Start PASSAGE GIVEN

Sunday, August 31, 2008

Savory Bacon 'n Cheddar Scones

A friend is having a brunch party "When Pigs Fly" in celebration of bacon, Brooklyn, and her birthday this afternoon, and we've all been asked to bring some bacon. I tried to get some bacon from the Flying Pig organic farm at the Farmer's Market on Saturday morning, but the stand was mysteriously not there. So we bought normal bacon at Fairway in Redhook (after an awesome dinner at Hope & Anchor), and this is what I came up with.

Savory Bacon 'n Cheddar Scones

2 cups flour
1 teaspoon salt

1 tablespoon baking powder

2 teaspoons sugar

4 tablespoons (1/2 stick, 2 oz) cold butter

1 cup (4 oz) diced cheddar cheese

1/3 cup fresh chives, or finely diced scallion tops

1/2 pound bacon, cooked, cooled, and crumbled (about 1 cup)

3/4 cup (7 oz) heavy cream, or enough to make the dough cohesive

Preheat the oven to 425° and lightly grease a baking sheet.

Whisk together the flour, salt, baking powder, and sugar. 

Work the butter into the flour until the mixture is unevenly crumbly. 

Mix in the cheese, chives, and bacon till evenly distributed. 

Add ¾ cup of the cream, stirring to combine. Mush the dough together with clean hands. If it won't go together or if it's too dry, add a little bit of cream. Shape the dough into a smooth mound, about 3/4 inch thick. Put the dough onto the baking sheet and cut the mound into 8 wedges, spreading the wedges apart. Brush the scones with some milk or cream and sprinkle with just a hint of sea salt.

Bake for 20-25 minutes, depending on your oven, until they are golden brown.

Serve warm or at room temperature.

Friday, August 29, 2008

Friday Night Fare

It's been a long week. The convention, house guests, working overtime, the debut of a huge campaign (, today's big news from McCain...all ending well with a scrimmage against Crescendo in Prospect Park (big disappointment: I struck out). We needed a simple dinner. I love stopping for chicken wings after a softball game, but we came home (after a margarita at Rachel's) and made a standard Friday night dinner. (Nice Christian girl, fish on Fridays...)

Marinated Salmon & Sauteed Broccoli
(serves 2)

End PASSAGE GIVEN
Start DATA SECTION

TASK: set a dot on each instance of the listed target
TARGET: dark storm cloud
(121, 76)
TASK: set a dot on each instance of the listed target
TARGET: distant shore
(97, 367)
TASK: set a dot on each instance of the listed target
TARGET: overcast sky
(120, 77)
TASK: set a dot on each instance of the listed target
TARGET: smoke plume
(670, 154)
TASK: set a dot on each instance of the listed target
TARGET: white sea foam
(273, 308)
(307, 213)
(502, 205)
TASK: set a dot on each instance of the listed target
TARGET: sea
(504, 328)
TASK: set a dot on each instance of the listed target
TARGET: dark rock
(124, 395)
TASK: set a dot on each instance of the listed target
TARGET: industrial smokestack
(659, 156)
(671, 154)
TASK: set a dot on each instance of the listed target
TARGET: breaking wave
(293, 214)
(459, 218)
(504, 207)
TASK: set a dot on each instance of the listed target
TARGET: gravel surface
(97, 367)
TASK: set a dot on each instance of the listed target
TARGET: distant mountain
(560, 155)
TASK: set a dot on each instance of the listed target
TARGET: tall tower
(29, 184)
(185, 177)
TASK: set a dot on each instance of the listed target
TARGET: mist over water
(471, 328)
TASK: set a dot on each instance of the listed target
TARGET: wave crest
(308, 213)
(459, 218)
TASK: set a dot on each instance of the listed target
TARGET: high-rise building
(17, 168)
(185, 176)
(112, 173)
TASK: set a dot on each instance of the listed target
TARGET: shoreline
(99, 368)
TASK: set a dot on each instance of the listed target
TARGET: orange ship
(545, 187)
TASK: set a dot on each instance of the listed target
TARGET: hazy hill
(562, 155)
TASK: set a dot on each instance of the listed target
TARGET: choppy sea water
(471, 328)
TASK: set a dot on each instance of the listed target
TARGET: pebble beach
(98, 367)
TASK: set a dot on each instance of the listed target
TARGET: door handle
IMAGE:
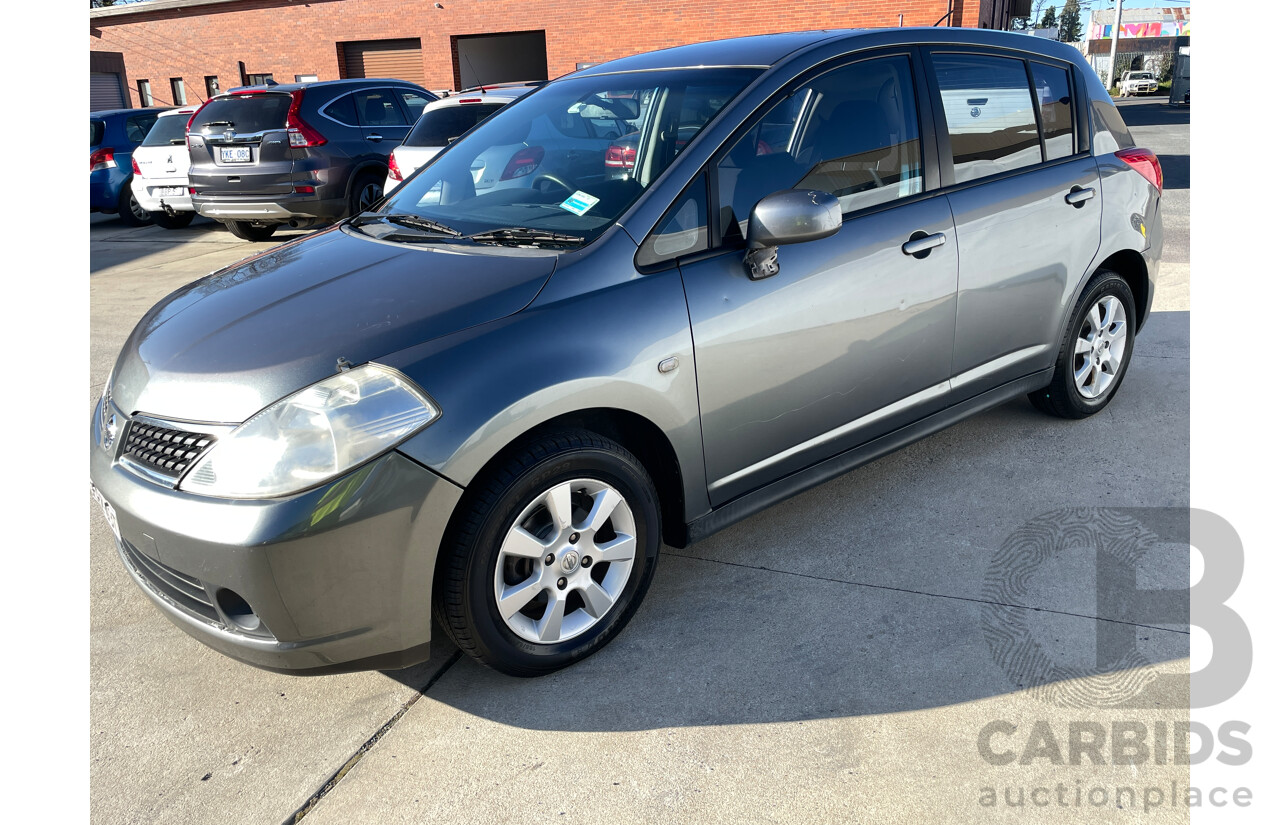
(1077, 196)
(920, 243)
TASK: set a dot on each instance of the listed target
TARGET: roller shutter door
(400, 59)
(104, 91)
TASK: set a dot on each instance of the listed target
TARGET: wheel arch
(636, 434)
(1129, 265)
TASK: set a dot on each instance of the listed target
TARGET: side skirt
(768, 495)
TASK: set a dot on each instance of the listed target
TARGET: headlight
(314, 435)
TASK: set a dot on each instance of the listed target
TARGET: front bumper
(339, 577)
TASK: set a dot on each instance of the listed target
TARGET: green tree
(1069, 24)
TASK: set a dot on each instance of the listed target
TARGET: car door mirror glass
(787, 216)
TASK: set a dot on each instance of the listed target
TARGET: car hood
(229, 344)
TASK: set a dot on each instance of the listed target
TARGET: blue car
(113, 136)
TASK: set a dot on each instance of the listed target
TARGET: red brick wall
(300, 37)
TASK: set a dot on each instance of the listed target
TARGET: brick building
(176, 51)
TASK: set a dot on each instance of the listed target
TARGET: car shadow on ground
(1152, 113)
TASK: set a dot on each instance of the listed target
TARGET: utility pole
(1115, 42)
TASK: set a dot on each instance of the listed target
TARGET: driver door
(854, 337)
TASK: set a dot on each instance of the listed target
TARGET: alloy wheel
(565, 562)
(1100, 347)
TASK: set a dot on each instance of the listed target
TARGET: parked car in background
(1138, 83)
(487, 409)
(443, 122)
(113, 134)
(297, 154)
(160, 170)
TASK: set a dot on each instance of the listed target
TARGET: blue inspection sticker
(580, 202)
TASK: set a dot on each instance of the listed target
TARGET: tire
(129, 210)
(507, 527)
(366, 189)
(178, 220)
(247, 230)
(1072, 395)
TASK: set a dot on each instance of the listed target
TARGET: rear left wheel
(552, 555)
(366, 191)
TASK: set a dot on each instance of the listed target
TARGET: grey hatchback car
(493, 407)
(297, 154)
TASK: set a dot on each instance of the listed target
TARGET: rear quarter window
(442, 125)
(168, 132)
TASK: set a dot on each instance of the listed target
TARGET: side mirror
(787, 216)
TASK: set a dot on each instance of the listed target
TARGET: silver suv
(494, 406)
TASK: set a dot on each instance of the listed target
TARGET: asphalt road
(837, 658)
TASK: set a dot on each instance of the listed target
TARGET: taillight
(301, 134)
(620, 156)
(101, 159)
(1147, 165)
(522, 163)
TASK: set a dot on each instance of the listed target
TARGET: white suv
(443, 122)
(160, 168)
(1137, 83)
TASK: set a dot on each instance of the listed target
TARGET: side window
(853, 132)
(990, 114)
(682, 230)
(414, 104)
(136, 128)
(343, 110)
(376, 108)
(1054, 95)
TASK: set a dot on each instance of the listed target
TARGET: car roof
(118, 113)
(355, 82)
(769, 50)
(488, 96)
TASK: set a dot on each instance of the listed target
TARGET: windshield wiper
(524, 234)
(412, 221)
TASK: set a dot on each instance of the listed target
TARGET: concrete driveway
(842, 656)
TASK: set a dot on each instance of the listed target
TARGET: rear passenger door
(853, 337)
(1024, 192)
(382, 120)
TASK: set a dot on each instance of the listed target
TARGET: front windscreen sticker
(580, 202)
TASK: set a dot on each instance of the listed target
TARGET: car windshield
(168, 131)
(246, 114)
(560, 165)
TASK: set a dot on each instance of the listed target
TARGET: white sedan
(160, 168)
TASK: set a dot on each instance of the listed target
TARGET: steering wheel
(551, 178)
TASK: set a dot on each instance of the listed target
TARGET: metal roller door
(104, 91)
(401, 59)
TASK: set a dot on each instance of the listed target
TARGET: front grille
(177, 589)
(163, 449)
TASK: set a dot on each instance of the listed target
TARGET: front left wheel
(551, 555)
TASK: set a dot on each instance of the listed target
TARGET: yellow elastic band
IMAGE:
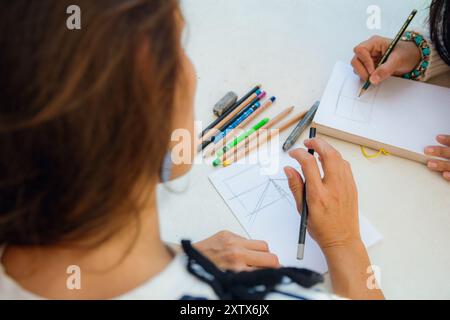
(376, 155)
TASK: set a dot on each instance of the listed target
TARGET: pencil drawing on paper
(257, 195)
(350, 107)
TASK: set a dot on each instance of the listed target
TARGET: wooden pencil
(213, 131)
(256, 141)
(213, 148)
(268, 126)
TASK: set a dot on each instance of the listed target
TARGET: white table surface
(290, 46)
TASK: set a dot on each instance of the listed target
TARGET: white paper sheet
(265, 207)
(400, 113)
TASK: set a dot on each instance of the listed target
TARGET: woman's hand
(332, 201)
(405, 58)
(333, 218)
(232, 252)
(442, 152)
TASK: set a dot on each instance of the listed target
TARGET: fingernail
(288, 173)
(432, 165)
(375, 79)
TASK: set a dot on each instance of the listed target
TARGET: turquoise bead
(418, 40)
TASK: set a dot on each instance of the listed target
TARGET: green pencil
(238, 140)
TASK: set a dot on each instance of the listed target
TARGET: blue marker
(238, 121)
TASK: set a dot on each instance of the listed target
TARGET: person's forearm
(348, 267)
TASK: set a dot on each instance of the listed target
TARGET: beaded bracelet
(419, 72)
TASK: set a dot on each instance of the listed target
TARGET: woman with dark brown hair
(416, 58)
(85, 124)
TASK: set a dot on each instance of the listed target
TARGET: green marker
(238, 140)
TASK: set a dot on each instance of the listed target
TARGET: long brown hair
(440, 27)
(84, 114)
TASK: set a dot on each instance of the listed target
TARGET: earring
(166, 168)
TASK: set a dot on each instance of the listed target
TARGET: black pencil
(207, 142)
(390, 49)
(237, 104)
(304, 217)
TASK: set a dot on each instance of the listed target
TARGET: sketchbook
(265, 207)
(401, 116)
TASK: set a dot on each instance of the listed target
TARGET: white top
(173, 283)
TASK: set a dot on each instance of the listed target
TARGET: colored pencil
(213, 148)
(216, 122)
(257, 143)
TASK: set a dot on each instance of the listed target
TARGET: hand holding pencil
(333, 217)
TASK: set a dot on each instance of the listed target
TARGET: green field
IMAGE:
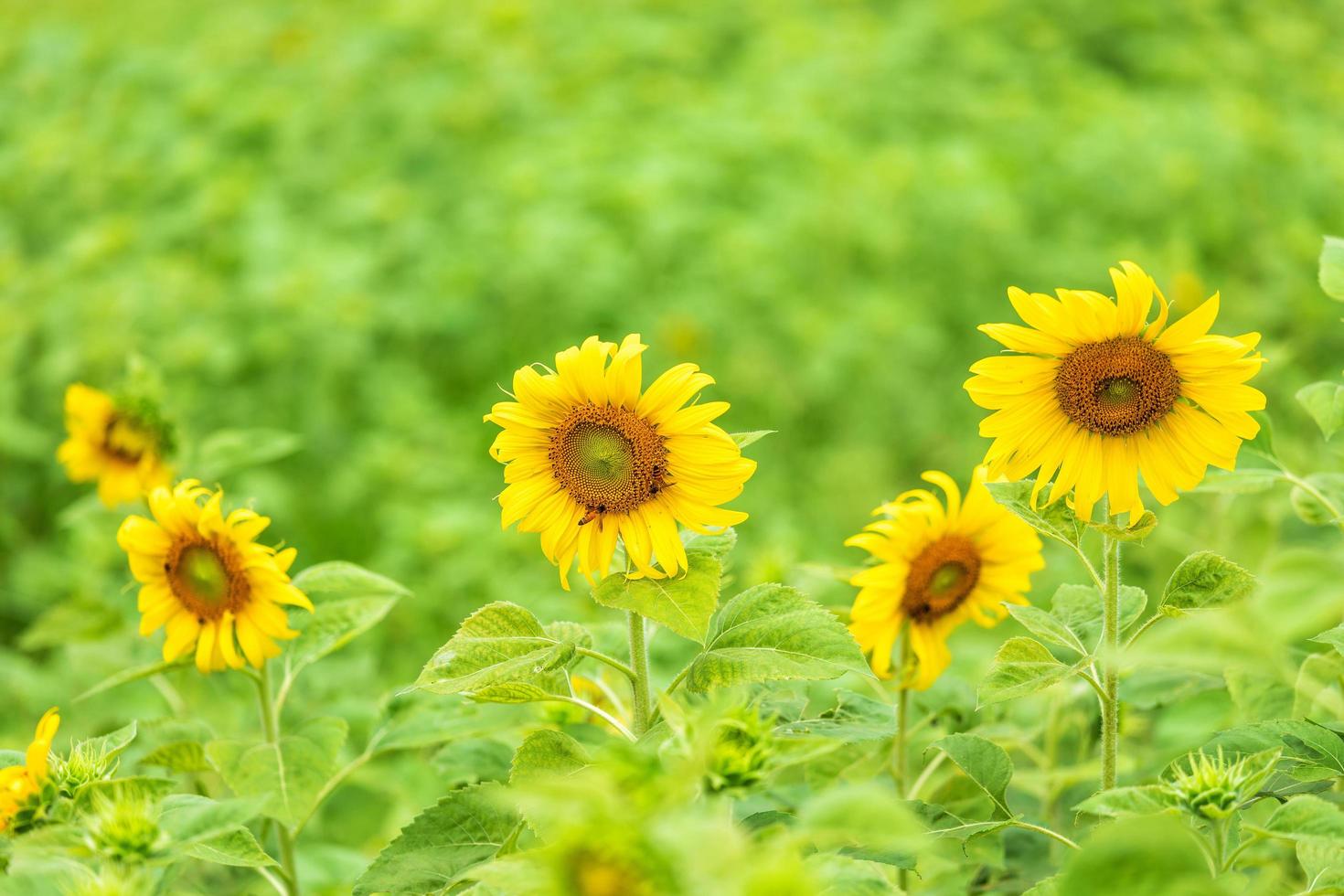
(352, 222)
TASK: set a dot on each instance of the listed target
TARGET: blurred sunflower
(120, 445)
(937, 569)
(592, 458)
(1097, 395)
(19, 784)
(208, 581)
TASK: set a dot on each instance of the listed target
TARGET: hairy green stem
(1109, 664)
(271, 729)
(640, 667)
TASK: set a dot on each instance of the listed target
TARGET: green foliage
(773, 633)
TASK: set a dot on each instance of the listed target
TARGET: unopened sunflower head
(208, 581)
(937, 566)
(119, 443)
(22, 787)
(1095, 391)
(593, 458)
(1217, 786)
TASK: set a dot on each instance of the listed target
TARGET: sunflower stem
(1109, 664)
(640, 683)
(271, 729)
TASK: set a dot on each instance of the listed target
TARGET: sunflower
(119, 445)
(206, 579)
(1097, 394)
(592, 458)
(19, 784)
(937, 569)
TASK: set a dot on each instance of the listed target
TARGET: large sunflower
(19, 784)
(122, 448)
(205, 578)
(938, 566)
(592, 458)
(1095, 394)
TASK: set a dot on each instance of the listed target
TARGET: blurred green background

End DATA SECTION

◆ EXERCISES TO COMPLETE
1. Translate this sentence from the recipe blog post into Spanish: "Preheat the oven to 425° and lightly grease a baking sheet."
2. Pick up the recipe blog post right after its last line and carry it on.

◆ RESULTS BY TASK
1. Precaliente el horno a 425° y engrase ligeramente una bandeja para hornear.

2.
1 lb fresh piece of salmon
2 tbsp sugar
pinch of ginger
Salt and pepper
Half a head of broccoli
3 cloves garlic
1/2 cup yogurt
3 scallions

Marinate the salmon in a mixture of tamari, sugar, ginger, salt and pepper for a few hours.

Heat a cast iron pan and sear the salmon in some olive oil. Stick the salmon in a dish in the stove at about 350 degrees.

Sautee some chopped garlic, add broccoli florets and chopped stem. Add 1 1/2 chopped scallions. Season with salt and pepper.

Mix 1 1/2 chopped scallions with yogurt and season with salt and pepper.

Serve a piece of salmon with some broccoli pieces and a dollop of seasoned yogurt. Chomp it up.

Obama Acceptance Speech Celebration Dinner

Since we didn't make it out to one of the group viewings of Obama's speech, I figured we ought to celebrate the way that we usually do at home with an insanely yummy healthy dinner. This sounds like it would be a lot of preparation, but you can do a bunch of stuff ahead of time (over the weekend, for example) that makes it super easy. Everything on the menu was local, most of it organic. I purchased the lamb from one of my favorite meat vendors at the Grand Army Plaza Farmer's Market. I brought the figs back with me directly from Berkeley, California.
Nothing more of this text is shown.